■ **Source text**:

Michaela Mabinty DePrince (born Mabinty Bangura, 6 January 1995) is a Sierra Leonean-American ballet dancer, currently dancing with the Boston Ballet. She rose to fame after starring in the documentary First Position in 2011, following her and other young ballet dancers as they prepared to compete at the Youth America Grand Prix. With her adoptive mother, Elaine DePrince, she authored the book Taking Flight: From War Orphan to Star Ballerina. DePrince formerly danced with the Dance Theatre of Harlem as the youngest dancer in the history of the company and was a former soloist with the Dutch National Ballet. Since 2016, Michaela is a goodwill ambassador with the Dutch organisation War Child, based in Amsterdam.

Early life
Born as Mabinty Bangura into a Muslim family, she grew up as an orphan in Sierra Leone after her uncle brought her to an orphanage during the civil war. Her adoptive parents were told that her father was shot and killed by the Revolutionary United Front when she was three years old, and that her mother starved to death soon after. Frequently malnourished, mistreated, and derided as a "devil's child" because of vitiligo, a skin condition causing depigmentation, she fled to a refugee camp after her orphanage was bombed.

■ **Data supplied**:
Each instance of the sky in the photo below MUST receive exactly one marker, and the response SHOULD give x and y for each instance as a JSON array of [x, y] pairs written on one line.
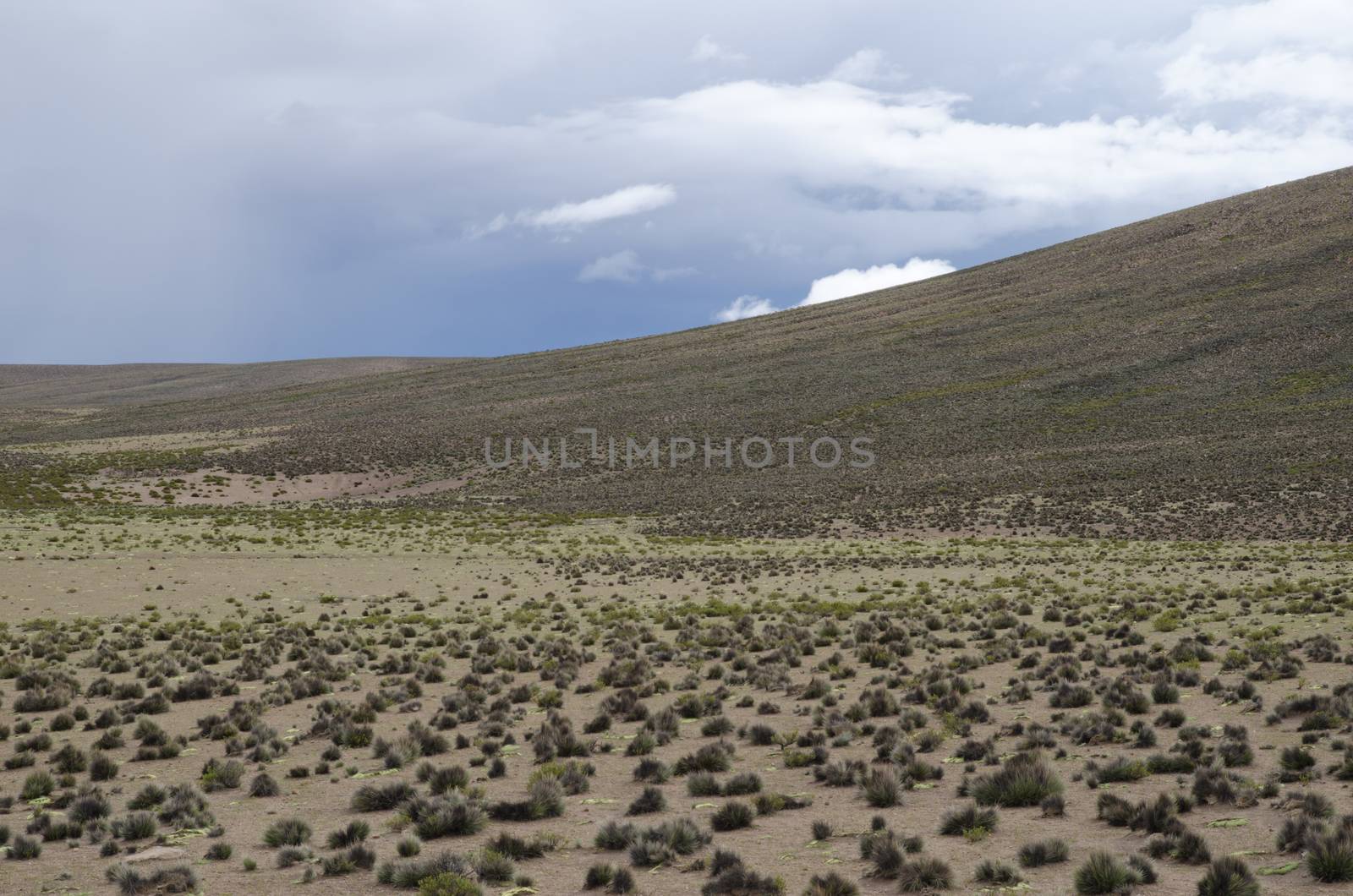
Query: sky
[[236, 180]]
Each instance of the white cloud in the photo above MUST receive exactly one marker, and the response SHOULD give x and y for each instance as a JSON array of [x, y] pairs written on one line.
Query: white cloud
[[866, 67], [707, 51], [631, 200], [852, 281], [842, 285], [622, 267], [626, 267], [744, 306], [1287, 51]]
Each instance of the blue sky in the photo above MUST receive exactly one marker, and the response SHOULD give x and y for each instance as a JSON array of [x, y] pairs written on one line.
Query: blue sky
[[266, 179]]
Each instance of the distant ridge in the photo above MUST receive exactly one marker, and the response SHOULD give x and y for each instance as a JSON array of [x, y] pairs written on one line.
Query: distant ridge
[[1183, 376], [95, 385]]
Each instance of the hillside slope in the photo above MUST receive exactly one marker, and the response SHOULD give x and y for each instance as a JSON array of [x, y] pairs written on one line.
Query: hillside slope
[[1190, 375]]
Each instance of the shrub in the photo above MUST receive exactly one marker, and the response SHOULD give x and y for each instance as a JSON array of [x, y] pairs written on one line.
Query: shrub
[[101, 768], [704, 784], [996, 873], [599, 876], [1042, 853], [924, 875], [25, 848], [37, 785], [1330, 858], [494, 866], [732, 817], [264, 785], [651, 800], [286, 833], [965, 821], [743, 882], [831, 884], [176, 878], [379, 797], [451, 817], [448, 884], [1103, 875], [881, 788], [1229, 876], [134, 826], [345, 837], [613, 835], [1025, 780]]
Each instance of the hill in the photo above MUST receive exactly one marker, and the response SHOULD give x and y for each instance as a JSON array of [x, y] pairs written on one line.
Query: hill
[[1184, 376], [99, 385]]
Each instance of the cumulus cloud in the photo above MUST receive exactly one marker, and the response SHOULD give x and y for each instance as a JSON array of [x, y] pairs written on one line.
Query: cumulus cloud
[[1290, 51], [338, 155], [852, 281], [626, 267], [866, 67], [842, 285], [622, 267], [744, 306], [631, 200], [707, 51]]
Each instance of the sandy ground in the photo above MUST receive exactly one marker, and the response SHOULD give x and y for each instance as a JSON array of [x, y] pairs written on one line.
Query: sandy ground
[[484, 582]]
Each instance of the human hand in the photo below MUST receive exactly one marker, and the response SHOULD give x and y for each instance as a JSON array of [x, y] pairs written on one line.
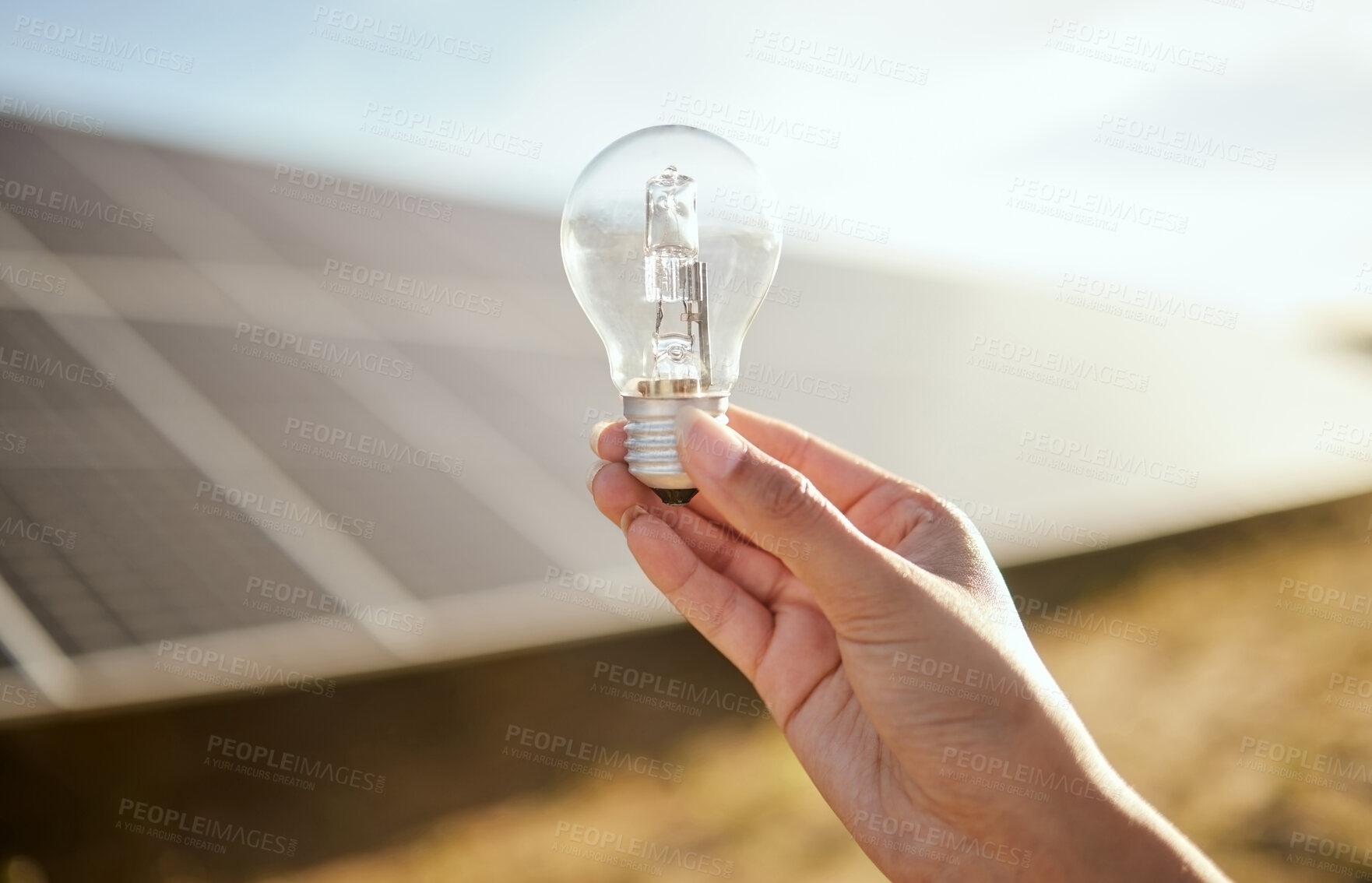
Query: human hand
--
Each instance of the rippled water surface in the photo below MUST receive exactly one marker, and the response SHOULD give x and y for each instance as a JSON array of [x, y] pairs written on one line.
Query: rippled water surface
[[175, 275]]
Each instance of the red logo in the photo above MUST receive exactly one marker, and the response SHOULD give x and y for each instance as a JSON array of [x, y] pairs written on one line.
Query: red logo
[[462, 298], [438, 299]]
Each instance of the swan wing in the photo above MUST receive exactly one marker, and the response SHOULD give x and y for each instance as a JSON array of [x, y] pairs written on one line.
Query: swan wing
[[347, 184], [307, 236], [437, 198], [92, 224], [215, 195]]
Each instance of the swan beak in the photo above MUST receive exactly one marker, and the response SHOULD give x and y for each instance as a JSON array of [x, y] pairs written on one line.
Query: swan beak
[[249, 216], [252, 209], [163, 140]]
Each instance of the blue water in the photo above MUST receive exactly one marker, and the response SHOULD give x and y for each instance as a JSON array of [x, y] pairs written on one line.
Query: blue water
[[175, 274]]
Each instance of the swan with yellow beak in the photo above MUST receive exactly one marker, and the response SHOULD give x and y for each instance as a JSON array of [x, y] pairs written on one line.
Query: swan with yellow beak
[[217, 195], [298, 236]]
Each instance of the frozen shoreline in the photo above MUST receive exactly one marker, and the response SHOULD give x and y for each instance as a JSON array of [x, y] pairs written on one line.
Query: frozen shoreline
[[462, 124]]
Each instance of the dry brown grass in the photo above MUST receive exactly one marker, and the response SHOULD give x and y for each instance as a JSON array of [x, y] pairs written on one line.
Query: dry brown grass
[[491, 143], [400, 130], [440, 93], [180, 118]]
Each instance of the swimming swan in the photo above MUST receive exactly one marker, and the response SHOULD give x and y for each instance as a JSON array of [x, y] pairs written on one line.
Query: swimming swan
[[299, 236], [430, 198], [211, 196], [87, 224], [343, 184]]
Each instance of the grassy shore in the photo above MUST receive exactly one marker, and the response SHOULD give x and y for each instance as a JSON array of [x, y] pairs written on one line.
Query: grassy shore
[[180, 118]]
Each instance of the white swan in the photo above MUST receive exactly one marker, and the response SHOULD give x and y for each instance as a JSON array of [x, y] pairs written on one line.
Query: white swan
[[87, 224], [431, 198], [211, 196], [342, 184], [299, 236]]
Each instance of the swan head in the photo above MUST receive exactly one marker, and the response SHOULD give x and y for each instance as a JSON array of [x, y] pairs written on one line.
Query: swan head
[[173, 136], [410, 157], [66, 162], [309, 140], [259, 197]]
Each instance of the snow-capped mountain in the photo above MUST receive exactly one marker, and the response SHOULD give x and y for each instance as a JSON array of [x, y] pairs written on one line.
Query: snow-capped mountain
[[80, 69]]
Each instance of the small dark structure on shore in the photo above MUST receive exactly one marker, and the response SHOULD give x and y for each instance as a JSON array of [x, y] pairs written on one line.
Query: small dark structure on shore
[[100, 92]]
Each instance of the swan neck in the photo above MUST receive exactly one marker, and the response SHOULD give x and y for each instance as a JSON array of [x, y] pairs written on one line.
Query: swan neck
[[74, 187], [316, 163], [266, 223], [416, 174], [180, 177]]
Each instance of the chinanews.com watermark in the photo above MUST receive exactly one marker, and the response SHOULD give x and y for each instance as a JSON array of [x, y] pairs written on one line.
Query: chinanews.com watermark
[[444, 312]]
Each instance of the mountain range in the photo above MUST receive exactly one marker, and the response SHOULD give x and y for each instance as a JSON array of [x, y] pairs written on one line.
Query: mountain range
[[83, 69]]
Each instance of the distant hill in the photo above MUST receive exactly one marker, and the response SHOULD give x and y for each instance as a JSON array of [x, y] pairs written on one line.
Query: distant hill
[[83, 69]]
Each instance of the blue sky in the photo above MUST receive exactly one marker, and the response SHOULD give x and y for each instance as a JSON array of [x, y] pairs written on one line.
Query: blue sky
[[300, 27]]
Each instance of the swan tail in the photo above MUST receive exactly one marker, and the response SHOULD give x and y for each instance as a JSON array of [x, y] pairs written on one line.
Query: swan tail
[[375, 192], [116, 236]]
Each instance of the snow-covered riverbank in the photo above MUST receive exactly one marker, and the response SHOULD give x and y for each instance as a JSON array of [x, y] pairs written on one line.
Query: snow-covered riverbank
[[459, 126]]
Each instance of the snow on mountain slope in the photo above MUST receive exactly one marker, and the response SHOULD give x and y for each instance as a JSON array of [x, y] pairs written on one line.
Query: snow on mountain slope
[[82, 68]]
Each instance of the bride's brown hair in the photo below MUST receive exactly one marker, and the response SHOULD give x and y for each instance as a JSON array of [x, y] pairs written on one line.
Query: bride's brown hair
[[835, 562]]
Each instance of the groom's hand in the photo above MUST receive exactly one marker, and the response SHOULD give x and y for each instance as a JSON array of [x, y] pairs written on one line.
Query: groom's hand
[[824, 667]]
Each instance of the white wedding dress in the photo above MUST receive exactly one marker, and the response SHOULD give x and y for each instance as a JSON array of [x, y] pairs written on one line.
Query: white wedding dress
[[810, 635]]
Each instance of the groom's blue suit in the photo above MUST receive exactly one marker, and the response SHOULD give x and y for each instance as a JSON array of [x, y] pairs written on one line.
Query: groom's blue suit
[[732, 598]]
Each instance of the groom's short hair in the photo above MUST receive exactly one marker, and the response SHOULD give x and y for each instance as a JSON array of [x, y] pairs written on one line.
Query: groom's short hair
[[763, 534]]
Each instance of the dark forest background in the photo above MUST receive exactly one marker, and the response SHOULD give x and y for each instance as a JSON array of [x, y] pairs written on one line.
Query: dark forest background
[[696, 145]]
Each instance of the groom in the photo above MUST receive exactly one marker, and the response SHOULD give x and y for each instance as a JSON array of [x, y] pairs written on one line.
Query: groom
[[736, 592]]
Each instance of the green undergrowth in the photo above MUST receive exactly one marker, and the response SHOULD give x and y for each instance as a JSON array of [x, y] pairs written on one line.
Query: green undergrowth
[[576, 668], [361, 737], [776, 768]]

■ **Written instruction**: List every ballet company that the text about Michaela DePrince says she has danced with. The data above comes from a different source than the text about Michaela DePrince.

■ **Task solution**:
Boston Ballet
Dance Theatre of Harlem
Dutch National Ballet